### DATA ENTRIES:
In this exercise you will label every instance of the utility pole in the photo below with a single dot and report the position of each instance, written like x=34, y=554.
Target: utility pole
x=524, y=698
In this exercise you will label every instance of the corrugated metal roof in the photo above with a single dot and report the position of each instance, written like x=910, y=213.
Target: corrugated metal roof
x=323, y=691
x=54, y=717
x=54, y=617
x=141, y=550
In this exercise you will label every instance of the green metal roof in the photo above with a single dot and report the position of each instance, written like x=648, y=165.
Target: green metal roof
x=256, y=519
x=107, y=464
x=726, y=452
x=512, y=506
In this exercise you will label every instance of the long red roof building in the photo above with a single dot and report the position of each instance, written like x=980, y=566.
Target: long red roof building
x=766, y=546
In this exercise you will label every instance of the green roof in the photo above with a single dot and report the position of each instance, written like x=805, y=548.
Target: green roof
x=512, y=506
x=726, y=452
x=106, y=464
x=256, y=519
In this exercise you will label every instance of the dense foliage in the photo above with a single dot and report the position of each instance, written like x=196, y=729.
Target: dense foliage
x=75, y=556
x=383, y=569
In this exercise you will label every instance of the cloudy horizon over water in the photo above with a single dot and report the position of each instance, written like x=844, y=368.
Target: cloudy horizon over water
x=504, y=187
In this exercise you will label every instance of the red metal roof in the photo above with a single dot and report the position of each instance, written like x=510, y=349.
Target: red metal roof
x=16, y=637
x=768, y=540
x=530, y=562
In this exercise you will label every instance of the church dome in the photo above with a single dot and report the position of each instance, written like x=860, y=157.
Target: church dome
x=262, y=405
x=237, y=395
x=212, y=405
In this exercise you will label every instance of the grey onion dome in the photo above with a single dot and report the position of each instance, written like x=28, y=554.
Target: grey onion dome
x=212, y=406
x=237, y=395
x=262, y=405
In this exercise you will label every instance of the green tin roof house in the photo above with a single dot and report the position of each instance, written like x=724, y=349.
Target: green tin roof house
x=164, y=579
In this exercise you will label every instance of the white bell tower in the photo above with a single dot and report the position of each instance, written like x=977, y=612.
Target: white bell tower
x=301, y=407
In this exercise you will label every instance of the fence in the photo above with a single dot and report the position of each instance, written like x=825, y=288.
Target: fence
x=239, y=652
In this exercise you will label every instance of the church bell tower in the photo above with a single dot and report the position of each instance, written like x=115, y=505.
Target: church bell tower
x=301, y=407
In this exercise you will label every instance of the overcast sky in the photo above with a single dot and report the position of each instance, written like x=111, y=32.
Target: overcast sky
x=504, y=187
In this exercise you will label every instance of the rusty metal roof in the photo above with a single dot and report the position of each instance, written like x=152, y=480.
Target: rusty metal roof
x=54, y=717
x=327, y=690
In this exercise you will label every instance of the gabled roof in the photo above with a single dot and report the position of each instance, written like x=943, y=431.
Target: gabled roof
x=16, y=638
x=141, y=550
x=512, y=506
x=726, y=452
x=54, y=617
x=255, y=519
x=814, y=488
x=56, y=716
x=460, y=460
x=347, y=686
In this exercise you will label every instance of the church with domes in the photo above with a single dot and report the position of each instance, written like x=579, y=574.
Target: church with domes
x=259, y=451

### WRITTEN PROBLEM:
Rewrite the records from their first line through the line containing "x=524, y=698", inclusive, with the requests kept. Multiply each coordinate in the answers by 0.45 and round to whole numbers, with halves rounding up, but leave the numbers in the requests and their format samples unchanged.

### REPLY:
In this exercise you will label every instance of the utility pole in the photo below with a single dot and report the position of each instance, written like x=34, y=554.
Target: utility pole
x=236, y=314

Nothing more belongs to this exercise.